▶ TEXTE FOURNI
Quelle est la décision la plus importante que tu aies prise ?

Mettre de côté mes études cette année pour réaliser ce projet. Et lancer la page facebook en novembre dernier, alors que j’étais encore seul à travailler sur le projet. Je me suis mis un coup de jus pour m’obliger à lancer le projet! Cela ma permis de recruter sur les réseaux sociaux les membres de mon équipe (17 personnes). J’avais vraiment les chocottes de créer une page facebook qui ne fonctionnerait pas. Aujourd’hui on est presque 1000, depuis 3 mois, et j’espère que ça va continuer!

 

Quelle est ta devise ?

La vie est belle.

 

Ton pire cauchemar ?

J’en ai plus d’un!. Je choisirais, mourir trop jeune.

 

Ton bruit préféré ?

 La pluie dehors quand je suis dans mon lit.

 

Ton dernier fou rire ?

Je rigole tout le temps! Je prends la vie du bon côté! Mais je ne me souviens pas de mon dernier fou rire!

▶ PROBLÈMES À RÉSOUDRE
• a. Dans l'interview, réécrivez le passage qui commence par "Mettre de côté" et se termine par "mourir trop jeune.", en remplaçant "novembre" par "décembre".
• b. D'après l'interview, combien de personnes composent l'équipe recrutée sur les réseaux sociaux ?
• c. Écrivez la suite de l'interview, à partir de la réponse sur le dernier fou rire.

▶ ENTRÉES FOURNIES

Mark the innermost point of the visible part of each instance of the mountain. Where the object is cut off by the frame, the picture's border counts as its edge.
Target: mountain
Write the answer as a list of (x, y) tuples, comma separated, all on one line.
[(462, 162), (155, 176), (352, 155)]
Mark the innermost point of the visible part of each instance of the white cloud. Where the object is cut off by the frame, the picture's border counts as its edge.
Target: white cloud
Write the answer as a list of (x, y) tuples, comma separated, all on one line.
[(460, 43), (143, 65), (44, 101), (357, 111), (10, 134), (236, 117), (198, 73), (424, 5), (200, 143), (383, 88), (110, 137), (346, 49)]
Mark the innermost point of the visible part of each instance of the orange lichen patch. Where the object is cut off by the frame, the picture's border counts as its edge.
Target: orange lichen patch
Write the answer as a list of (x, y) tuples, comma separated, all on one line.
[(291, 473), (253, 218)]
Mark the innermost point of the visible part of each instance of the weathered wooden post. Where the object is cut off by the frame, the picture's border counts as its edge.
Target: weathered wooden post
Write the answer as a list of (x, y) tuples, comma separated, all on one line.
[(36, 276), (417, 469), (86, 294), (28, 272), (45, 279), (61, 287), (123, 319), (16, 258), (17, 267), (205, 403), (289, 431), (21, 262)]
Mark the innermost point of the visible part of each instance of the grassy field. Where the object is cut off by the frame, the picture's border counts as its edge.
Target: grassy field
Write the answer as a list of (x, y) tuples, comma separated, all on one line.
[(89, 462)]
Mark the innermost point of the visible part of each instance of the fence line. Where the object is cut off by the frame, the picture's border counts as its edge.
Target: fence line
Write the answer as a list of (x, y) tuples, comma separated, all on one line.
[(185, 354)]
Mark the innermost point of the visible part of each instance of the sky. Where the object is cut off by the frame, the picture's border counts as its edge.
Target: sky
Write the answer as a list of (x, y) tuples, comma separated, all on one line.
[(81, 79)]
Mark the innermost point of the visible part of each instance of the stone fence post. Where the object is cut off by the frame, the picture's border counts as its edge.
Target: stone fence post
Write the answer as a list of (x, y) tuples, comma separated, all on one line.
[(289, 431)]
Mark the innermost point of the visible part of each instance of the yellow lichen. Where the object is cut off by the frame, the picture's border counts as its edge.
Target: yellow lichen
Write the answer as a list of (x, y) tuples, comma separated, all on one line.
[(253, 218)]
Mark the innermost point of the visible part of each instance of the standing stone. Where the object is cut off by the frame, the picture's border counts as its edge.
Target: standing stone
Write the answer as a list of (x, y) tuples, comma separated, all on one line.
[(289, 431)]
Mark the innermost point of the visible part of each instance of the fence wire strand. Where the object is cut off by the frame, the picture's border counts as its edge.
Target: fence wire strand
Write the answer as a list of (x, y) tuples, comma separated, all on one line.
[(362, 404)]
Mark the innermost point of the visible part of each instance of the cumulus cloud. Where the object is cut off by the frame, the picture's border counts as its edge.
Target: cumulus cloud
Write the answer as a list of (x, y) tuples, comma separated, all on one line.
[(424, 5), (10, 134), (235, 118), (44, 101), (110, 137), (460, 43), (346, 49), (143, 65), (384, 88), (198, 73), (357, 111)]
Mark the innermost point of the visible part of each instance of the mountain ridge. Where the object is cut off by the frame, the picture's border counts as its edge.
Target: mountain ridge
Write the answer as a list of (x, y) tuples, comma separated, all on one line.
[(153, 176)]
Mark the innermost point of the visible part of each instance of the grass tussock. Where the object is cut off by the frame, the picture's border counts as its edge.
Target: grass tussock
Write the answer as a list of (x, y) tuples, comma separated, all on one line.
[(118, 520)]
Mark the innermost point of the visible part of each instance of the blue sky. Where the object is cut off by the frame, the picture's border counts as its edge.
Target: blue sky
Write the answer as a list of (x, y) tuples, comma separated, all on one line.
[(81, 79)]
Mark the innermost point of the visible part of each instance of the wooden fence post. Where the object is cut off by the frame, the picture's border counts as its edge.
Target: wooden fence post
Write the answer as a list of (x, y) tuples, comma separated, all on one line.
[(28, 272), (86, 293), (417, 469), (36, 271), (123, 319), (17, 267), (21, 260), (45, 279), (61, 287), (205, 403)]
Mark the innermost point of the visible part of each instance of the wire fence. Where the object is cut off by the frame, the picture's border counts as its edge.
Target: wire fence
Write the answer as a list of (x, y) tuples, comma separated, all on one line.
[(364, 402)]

▶ LES RÉPONSES
• a.
Mettre de côté mes études cette année pour réaliser ce projet. Et lancer la page facebook en décembre dernier, alors que j’étais encore seul à travailler sur le projet. Je me suis mis un coup de jus pour m’obliger à lancer le projet! Cela ma permis de recruter sur les réseaux sociaux les membres de mon équipe (17 personnes). J’avais vraiment les chocottes de créer une page facebook qui ne fonctionnerait pas. Aujourd’hui on est presque 1000, depuis 3 mois, et j’espère que ça va continuer!

 

Quelle est ta devise ?

La vie est belle.

 

Ton pire cauchemar ?

J’en ai plus d’un!. Je choisirais, mourir trop jeune.

• b. Dix-sept personnes.

• c.
 

De quoi ne te sépares tu jamais ?

Mon portable, et mes clés!

 

Ton app indispensable ?

Je ne suis pas très App (j’ai un Wiko, pas très efficace). Je dirais « messenger » de facebook pour contacter les gens à tout moment!

 

Qu’est ce qui te révolte le plus ?

L’injustice.

 

Ton artiste préféré ?

Question piège. J’utilise le Joker: « mes » artistes préférés sont James Brown, Miles Davis, Jimi Hendrix (je suis assez rétro). Ah quand même, dans les artistes récent, il y a Keziah Jones et Joey Badass! Mais on a parlé que de la musique là!

 

Ce qui te met à l’aise ?

Pas grand chose, mais les gens qui mendient dans le metro me rendent triste.

 

Ce qui t’énerve ?

Etre payé au travail pour ne rien faire. Les transports en commun en retard! ( le RER A – oui j’habite en banlieue!)

 

Le mot de la fin ?

Soyez heureux! Et allez voir notre page KKBB et facebook, on a besoin de vous!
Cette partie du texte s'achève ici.